Stored entries |
================================
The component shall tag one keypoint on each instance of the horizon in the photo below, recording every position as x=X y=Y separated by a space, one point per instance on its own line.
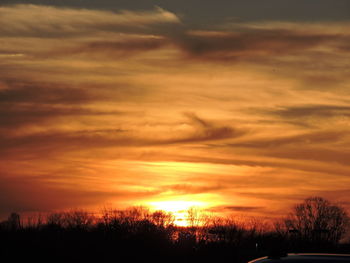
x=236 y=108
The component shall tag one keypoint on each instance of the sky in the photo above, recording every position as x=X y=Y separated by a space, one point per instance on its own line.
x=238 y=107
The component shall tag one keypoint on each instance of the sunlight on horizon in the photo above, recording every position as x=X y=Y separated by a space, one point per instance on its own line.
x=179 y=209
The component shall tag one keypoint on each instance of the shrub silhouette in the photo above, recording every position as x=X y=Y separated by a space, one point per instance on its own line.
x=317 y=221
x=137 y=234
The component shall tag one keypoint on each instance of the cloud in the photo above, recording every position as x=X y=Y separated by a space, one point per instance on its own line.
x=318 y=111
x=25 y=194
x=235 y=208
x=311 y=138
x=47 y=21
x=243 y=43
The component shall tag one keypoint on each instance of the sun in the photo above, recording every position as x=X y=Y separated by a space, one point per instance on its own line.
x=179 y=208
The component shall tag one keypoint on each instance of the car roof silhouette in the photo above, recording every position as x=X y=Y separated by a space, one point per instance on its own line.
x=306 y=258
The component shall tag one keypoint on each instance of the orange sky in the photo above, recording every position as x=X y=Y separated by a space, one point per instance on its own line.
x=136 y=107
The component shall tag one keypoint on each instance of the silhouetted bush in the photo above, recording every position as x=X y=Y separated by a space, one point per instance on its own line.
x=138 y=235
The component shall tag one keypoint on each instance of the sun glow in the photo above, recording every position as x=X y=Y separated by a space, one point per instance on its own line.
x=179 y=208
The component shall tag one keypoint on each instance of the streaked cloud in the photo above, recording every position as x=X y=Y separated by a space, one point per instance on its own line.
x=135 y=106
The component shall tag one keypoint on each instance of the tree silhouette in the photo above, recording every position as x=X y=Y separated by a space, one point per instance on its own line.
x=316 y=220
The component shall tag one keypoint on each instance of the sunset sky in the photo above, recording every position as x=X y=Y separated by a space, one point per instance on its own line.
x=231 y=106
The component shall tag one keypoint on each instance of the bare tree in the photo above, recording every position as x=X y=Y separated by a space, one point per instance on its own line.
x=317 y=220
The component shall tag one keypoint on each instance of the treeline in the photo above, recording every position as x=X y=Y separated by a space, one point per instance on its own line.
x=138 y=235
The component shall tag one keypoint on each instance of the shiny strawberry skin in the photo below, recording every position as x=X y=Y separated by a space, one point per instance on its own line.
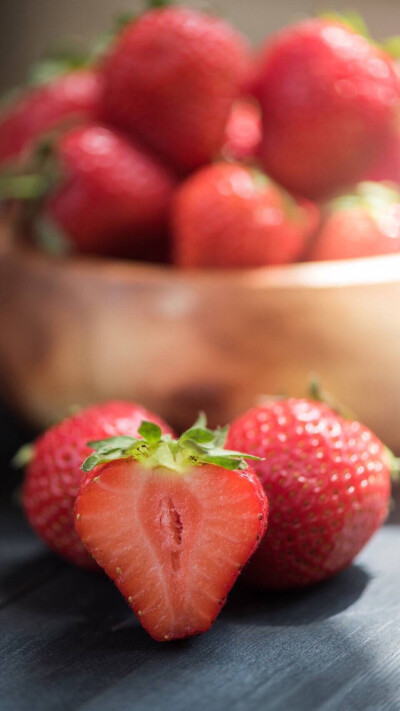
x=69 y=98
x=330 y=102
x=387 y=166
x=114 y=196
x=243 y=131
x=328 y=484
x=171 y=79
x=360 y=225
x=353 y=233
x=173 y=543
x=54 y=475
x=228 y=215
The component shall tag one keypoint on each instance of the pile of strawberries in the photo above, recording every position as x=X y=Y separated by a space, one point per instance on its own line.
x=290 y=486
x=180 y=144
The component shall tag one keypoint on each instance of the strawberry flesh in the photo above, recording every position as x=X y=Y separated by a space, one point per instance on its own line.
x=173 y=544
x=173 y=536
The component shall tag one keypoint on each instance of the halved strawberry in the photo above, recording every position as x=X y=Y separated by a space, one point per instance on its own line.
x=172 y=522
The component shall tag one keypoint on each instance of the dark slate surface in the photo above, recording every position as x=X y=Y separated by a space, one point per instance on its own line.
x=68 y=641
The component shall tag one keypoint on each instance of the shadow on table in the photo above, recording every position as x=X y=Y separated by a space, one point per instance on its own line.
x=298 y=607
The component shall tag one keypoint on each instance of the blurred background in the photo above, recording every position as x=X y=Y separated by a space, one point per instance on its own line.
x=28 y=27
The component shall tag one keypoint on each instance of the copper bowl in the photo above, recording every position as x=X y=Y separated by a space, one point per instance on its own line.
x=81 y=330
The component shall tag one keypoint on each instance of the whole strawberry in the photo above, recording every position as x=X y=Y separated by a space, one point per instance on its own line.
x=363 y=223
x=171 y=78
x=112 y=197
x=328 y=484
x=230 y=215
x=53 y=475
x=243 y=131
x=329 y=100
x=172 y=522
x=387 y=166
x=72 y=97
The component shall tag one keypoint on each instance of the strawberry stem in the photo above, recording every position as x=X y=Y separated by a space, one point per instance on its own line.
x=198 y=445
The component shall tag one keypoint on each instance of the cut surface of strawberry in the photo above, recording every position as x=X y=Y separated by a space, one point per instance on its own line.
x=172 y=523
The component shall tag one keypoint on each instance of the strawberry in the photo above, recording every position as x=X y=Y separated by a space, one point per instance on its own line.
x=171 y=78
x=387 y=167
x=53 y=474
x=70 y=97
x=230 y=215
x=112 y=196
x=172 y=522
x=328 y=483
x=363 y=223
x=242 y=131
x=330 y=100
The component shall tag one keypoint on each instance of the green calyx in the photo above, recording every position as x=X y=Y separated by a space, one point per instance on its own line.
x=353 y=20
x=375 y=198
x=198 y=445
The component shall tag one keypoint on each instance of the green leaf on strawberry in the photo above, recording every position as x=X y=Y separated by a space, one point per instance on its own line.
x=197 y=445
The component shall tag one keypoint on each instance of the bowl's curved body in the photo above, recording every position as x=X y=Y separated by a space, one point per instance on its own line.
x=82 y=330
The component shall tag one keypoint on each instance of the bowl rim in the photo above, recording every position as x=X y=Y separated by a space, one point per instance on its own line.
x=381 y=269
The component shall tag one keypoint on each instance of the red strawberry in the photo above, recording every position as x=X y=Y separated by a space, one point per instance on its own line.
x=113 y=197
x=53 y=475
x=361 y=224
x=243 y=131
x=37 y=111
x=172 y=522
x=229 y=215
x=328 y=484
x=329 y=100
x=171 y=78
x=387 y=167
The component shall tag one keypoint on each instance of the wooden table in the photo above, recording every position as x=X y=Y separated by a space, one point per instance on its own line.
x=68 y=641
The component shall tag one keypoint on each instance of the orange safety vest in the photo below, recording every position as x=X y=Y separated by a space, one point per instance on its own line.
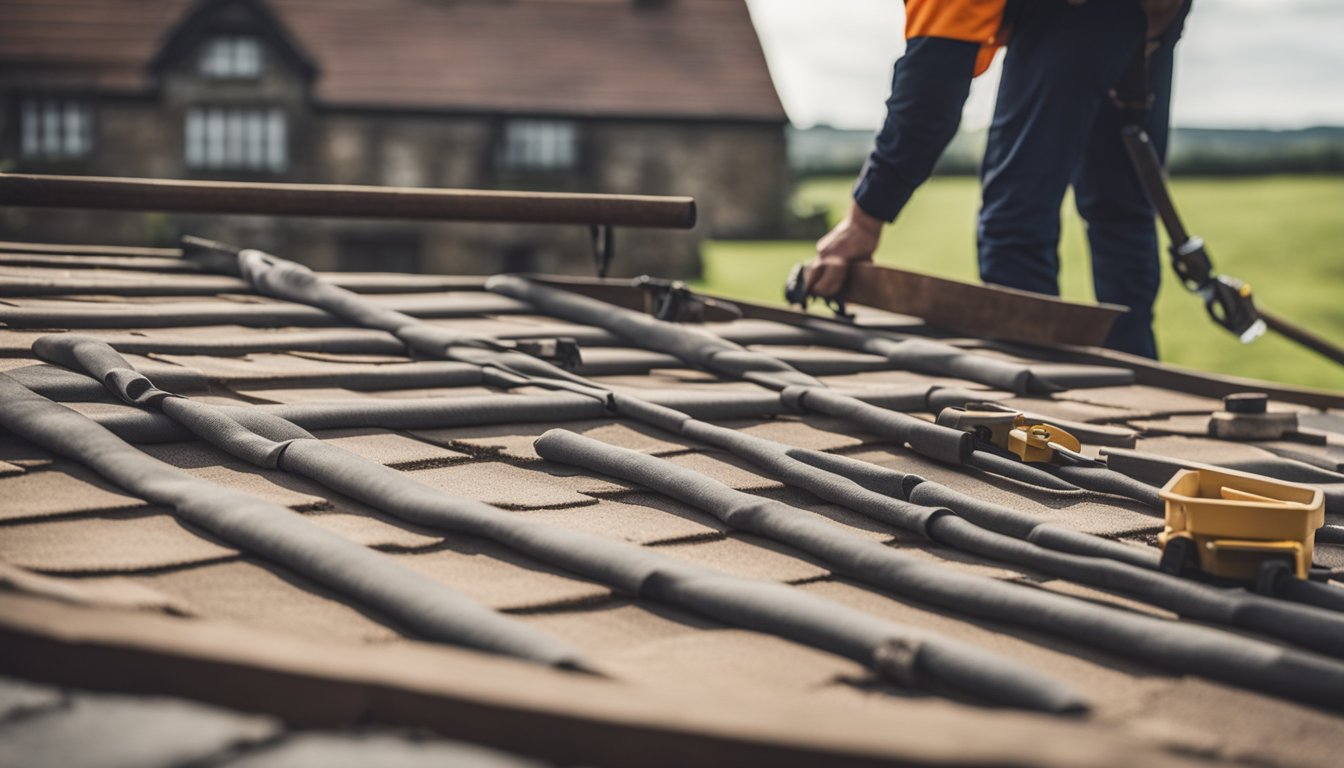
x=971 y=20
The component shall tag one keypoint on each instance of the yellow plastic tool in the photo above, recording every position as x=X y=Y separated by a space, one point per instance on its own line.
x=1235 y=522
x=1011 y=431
================================
EXERCISE INSTRUCTIONS |
In the transcription, every picture is to be excluded and the records above given again exactly.

ANSWER SPACE |
The component shall tag one keypoint on each instance of the horizon in the photo below, recording every position as x=X y=Y separated by a space, one point per instance on its own line.
x=236 y=108
The component shall tag one keypoint on each instance of the sky in the photo above, recording every position as x=X y=Y separated by a space, one point per instance on its own line.
x=238 y=107
The component shall tag one keypoint on each instance of the sunlight on horizon in the photo above, recording every position as x=X y=Y separated by a space, one point per instance on its own line.
x=179 y=209
The component shall tag one keypoint on each instance of the shrub silhouette in the photo above, recording every position as x=X y=Y separated by a space, one point per instance on its own line.
x=317 y=221
x=137 y=234
The component shall tag one keypoint on each instance of the cloud in the photo above, recording every position as x=X y=Y separated by a space, one point per instance on its own line.
x=318 y=111
x=25 y=194
x=235 y=208
x=311 y=138
x=47 y=21
x=243 y=43
The component shall tag one keypoint on each instance of the sun in the photo above, recording every position as x=X y=Y separated by a space, one point per instance on its own line.
x=179 y=208
The component shall tag one keypoint on each instance of the car roof silhouette in the photo above, recording every position as x=X y=Y separated by a space, one point per instance on its own line.
x=306 y=258
The component shall tag one keypoint on each instance of the orange sky in the photo above, recording every position as x=X y=Y separated by a space, one point per instance on its own line.
x=136 y=107
The component shall tag one keypoint on each instance of the silhouetted bush in the photo above, recording every position as x=X y=Y separated by a space, one point per instance on its own line.
x=138 y=235
The component shall tag one keypoint on each instance of the sun glow in the photo above, recording every position as x=X y=Y separated by a space, one point per instance on its own line.
x=179 y=208
The component shall tag one keypoint on each instance of the streaked cloud in the photo above, recording every position as x=X y=Y separated by a space, one point per instance on its own line.
x=135 y=106
The component shall tag one keypoint on each instance of the tree silhouette in the photo above, recording every position as x=X y=Y separated by a space, one point per instance on its own line.
x=316 y=220
The component shall tag one keypoint on each instance of the sunset sky in the photo above, recording every position as x=X y=Y separated by a space, one point per instance on its own line.
x=231 y=106
The component shall tag one keypoint on each instance of the bare tree in the photo above, recording every position as x=X y=Y separated by a space, one point per instance on its own line.
x=317 y=220
The component shall tag one keypoint on each instance of the treeline in the photo above, recording every position as x=X y=Y separated by a space, one point per instance on its own line.
x=138 y=235
The component shall tag one keypoint on each instance of the shiny strawberry skin in the photo below, recording every position as x=X y=Y separated by a space, one point per instance on its own line.
x=69 y=98
x=330 y=102
x=387 y=166
x=114 y=196
x=243 y=131
x=328 y=484
x=171 y=79
x=360 y=225
x=353 y=233
x=173 y=543
x=54 y=475
x=228 y=215
The component shall tag one keypoint on each instance of the pile of strawberries in the photo above, recording every position as x=X y=Y separated by a space, one point per instance on its own line.
x=290 y=486
x=180 y=144
The component shall tag one keypoint on each instance of the strawberry flesh in the photo above, recording every position as x=X y=Y separated by a space, one point per instance on its own line.
x=173 y=544
x=173 y=536
The component shall tag one keypoint on each instance of the halved strawberry in the photo above, recording every position as x=X y=Y separated by a space, one point per instance on its own line.
x=172 y=522
The component shall tag one keypoint on each instance of the dark slate surface in the photo above, recording every position as x=X y=Y separated by a space, one point per instance on its own line.
x=68 y=641
The component shall tag one keypoint on each instance of the shadow on table in the photo above, recording every position as x=X y=Y separated by a space, one point per instance on its own line.
x=298 y=607
The component shall tag one keypoint on each instance of the blurred background in the photo above, recording every position as x=X y=Y separated by a space, one point per instance on its own line.
x=28 y=27
The component shall tag one keypoint on each instance of the copper bowl in the photo above, recording every position as x=X y=Y separated by a space, one point per instance on its own line.
x=81 y=330
The component shall tag one keypoint on each instance of the whole strawberry in the photo above, recording every position as x=X y=Y separated by a space, one point per instance on its own line.
x=363 y=223
x=171 y=78
x=112 y=197
x=328 y=484
x=230 y=215
x=53 y=475
x=243 y=131
x=329 y=100
x=172 y=522
x=387 y=166
x=72 y=97
The component shall tag one keypoint on each instance of the strawberry stem in the photo above, recording every position as x=X y=Y separated by a space, one point per instance on its own line.
x=198 y=445
The component shall tag one keypoint on each instance of the cut surface of strawberry in the photo above, recording every position as x=X y=Y separated by a space, one point per instance on its own line.
x=172 y=523
The component shall tag one keypoint on each instance of the strawberry in the photo above, recording every position as x=X y=Y separated by a space, one point per instance on its own line.
x=171 y=78
x=387 y=167
x=53 y=474
x=70 y=97
x=230 y=215
x=112 y=196
x=172 y=522
x=328 y=483
x=363 y=223
x=242 y=131
x=330 y=100
The component shall tag one keypoint on each instance of the green calyx in the photo above, recording every position as x=X y=Y separated by a space, one point per instance on its own line.
x=353 y=20
x=375 y=198
x=198 y=445
The component shall tag one keypoint on each instance of the green leaf on strawberry in the photo above, recording every position as x=X y=Y separated by a space, one point per instance on its own line.
x=197 y=445
The component shall tag one keypoint on each instance of the bowl's curved body in the photo above, recording every position as x=X y=Y separated by a space, one point per instance on its own line.
x=82 y=330
The component shall tag one keypoint on each instance of the bowl rim in the photo above, recording every position as x=X y=Y separated by a space, one point per instance on its own line.
x=381 y=269
The component shall tag one keypoint on each instance of the red strawberry in the photo above, recording every position as x=X y=Y separated by a space, one point per instance on its own line.
x=113 y=197
x=53 y=475
x=361 y=224
x=243 y=131
x=37 y=111
x=172 y=522
x=229 y=215
x=328 y=484
x=329 y=100
x=171 y=78
x=387 y=167
The component shall tag one keypoint on each instance of the wooden table in the photo above, recording every position as x=X y=Y separated by a space, one point per instance on its own line.
x=68 y=641
The component shall tag one keypoint on each instance of the orange safety vest in the photo below, recording every position as x=X y=Y separated by a space, one point per instance on its own line.
x=971 y=20
The component shall tag one keypoint on each instance of the yellow plastic tool in the photo above, recording every position as x=X y=Y separated by a space, one point per instance on its own line.
x=1235 y=522
x=1011 y=431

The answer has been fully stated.